▶ AIM OF THE EXERCISE:
Show every line in the records below that contains the word "Give", copying each line in full.

▶ EXTRACTED MATERIAL:
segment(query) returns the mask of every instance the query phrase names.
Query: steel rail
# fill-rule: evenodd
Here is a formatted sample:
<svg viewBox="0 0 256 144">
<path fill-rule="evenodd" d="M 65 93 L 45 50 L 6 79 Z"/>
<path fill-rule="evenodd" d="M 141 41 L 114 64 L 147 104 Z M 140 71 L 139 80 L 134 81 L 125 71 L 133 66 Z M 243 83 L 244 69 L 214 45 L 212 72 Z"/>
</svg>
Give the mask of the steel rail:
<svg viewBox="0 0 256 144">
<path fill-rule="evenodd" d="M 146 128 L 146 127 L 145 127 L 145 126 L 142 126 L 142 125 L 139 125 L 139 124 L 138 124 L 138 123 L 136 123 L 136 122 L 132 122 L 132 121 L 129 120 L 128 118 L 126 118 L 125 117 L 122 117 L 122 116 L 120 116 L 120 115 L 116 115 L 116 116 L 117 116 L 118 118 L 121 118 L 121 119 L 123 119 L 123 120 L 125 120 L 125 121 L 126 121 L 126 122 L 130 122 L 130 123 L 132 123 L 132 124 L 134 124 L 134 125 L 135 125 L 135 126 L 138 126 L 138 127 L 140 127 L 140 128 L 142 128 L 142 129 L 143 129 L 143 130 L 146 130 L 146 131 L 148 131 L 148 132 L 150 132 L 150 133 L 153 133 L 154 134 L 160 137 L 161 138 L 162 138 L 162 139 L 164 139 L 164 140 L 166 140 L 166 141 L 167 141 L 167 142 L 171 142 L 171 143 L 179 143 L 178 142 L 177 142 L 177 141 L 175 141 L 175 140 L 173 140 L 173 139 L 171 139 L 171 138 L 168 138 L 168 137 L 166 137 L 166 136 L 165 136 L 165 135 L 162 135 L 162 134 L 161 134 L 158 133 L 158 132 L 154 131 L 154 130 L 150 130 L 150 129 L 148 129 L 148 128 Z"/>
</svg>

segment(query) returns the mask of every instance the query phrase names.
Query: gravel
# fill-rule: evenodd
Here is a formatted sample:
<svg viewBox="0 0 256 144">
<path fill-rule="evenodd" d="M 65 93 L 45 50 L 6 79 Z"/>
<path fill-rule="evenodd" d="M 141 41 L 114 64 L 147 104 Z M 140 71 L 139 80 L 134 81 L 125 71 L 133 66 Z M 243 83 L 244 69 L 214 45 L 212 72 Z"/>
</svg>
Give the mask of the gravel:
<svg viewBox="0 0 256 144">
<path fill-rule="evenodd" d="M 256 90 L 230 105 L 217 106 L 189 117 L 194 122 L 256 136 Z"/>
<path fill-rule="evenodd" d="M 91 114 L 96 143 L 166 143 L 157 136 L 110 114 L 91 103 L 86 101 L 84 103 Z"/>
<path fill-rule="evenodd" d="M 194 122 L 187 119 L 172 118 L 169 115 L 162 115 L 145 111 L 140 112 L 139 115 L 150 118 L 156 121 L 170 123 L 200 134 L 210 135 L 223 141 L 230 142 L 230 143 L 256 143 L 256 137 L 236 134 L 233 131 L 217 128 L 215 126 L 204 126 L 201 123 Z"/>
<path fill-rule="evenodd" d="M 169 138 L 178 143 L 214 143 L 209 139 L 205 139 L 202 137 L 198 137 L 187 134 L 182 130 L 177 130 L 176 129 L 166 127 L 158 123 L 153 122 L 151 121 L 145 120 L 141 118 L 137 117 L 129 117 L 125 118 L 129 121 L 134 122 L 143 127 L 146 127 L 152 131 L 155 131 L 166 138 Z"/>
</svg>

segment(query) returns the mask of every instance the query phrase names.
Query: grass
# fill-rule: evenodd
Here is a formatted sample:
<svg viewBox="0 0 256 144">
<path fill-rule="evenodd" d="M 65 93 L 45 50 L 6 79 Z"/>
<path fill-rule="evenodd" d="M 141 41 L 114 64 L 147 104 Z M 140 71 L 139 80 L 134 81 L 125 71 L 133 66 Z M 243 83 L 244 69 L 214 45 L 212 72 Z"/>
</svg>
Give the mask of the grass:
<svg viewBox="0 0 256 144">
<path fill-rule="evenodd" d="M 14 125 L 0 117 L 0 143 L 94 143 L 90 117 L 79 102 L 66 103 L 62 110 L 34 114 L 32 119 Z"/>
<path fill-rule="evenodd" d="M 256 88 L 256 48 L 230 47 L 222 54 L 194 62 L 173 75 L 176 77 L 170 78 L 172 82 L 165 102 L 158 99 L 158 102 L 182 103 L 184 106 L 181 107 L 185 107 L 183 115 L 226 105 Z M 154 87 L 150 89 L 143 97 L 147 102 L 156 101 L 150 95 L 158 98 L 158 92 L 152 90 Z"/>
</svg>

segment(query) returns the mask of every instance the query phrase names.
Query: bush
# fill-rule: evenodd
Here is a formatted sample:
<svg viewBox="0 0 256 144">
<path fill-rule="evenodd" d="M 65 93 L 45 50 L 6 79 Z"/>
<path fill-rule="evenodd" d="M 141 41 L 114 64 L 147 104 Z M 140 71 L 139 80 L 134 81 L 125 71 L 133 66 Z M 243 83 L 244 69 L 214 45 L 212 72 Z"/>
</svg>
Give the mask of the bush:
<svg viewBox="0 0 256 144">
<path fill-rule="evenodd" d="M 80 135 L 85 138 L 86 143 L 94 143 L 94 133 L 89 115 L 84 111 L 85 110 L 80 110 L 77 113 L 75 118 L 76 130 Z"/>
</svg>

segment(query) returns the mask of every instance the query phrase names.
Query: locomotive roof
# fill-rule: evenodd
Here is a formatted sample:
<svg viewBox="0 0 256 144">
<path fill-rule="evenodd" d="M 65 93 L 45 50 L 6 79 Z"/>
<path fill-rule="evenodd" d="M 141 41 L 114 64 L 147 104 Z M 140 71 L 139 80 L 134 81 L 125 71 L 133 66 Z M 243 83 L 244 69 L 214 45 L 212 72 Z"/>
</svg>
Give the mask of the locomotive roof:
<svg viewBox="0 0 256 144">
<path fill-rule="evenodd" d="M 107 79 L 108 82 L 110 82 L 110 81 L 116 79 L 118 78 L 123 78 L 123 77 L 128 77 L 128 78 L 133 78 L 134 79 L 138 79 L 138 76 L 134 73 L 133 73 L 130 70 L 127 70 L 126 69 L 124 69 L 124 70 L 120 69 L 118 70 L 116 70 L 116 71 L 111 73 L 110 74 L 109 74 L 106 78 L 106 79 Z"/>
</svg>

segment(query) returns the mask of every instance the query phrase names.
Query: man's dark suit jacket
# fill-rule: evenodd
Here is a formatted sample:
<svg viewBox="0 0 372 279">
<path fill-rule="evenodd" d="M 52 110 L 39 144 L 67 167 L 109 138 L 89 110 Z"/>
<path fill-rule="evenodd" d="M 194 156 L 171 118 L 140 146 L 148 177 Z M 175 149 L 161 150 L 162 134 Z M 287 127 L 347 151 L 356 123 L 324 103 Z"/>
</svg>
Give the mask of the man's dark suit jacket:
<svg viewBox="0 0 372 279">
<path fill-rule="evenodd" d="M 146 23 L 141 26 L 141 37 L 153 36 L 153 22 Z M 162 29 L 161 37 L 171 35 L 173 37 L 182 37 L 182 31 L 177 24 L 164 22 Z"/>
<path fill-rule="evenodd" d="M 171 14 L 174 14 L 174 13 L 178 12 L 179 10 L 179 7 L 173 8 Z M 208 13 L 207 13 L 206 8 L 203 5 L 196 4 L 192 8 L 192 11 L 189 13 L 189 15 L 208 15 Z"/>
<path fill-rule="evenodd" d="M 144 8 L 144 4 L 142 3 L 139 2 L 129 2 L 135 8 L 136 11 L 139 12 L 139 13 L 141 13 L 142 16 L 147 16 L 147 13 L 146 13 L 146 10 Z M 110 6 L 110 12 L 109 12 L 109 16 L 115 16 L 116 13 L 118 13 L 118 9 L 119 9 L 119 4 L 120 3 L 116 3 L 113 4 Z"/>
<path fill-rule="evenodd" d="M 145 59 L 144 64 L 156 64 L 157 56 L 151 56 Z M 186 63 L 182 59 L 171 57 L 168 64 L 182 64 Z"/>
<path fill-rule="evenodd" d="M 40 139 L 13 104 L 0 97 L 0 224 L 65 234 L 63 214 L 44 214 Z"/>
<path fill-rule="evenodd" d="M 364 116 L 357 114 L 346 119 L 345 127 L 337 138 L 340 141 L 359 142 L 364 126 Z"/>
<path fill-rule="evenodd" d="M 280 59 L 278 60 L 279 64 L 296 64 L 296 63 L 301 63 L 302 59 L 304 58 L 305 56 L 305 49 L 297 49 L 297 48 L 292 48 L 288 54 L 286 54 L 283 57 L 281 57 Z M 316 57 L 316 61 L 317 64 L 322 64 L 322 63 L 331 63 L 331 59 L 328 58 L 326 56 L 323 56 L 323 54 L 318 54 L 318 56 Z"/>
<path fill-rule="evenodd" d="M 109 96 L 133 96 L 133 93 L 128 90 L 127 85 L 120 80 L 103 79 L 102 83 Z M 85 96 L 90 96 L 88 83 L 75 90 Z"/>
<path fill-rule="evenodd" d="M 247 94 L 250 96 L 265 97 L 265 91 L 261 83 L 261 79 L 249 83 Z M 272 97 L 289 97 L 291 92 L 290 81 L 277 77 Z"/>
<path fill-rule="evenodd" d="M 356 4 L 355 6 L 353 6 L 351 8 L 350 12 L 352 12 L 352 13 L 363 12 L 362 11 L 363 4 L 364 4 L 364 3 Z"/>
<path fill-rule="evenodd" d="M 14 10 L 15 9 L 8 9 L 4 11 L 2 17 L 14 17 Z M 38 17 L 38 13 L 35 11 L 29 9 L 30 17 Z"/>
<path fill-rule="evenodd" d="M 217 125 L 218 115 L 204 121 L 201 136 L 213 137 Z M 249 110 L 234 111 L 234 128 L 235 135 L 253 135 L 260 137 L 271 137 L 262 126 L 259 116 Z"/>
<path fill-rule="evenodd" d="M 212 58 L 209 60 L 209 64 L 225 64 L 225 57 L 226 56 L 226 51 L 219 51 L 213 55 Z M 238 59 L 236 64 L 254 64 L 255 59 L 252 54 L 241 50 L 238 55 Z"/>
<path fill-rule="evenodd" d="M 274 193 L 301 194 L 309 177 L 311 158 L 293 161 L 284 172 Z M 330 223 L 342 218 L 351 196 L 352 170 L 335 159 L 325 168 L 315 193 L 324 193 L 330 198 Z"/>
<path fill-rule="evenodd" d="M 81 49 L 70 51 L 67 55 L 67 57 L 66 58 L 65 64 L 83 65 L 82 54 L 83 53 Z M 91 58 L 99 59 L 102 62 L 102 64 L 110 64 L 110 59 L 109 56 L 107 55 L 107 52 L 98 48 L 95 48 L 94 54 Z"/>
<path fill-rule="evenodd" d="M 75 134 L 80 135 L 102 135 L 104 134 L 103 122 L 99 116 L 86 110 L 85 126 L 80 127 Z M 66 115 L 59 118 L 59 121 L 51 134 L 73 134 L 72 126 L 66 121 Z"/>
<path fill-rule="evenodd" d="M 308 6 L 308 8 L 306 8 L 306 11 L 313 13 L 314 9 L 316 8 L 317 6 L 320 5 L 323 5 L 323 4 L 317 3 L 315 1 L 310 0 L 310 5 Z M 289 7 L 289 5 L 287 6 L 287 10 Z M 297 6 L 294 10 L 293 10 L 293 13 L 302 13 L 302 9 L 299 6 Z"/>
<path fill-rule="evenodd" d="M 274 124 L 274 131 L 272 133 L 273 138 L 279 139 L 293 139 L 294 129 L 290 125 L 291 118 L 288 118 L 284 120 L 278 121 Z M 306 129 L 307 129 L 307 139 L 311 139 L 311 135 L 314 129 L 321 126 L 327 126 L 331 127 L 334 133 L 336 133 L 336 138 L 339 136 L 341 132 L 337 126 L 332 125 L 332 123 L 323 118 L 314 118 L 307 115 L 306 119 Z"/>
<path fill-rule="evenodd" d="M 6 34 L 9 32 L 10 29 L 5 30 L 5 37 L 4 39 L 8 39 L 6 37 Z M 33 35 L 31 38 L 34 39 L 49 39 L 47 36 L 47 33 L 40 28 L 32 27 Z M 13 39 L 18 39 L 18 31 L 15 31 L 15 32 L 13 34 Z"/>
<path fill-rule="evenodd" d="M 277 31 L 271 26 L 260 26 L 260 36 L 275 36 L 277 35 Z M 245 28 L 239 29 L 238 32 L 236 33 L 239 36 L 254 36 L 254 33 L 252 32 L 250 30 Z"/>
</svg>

▶ OUTPUT OF THE EXERCISE:
Give the mask of the steel rail:
Give the mask of the gravel:
Give the mask of the grass:
Give the mask of the bush:
Give the mask of the locomotive roof:
Give the mask of the man's dark suit jacket:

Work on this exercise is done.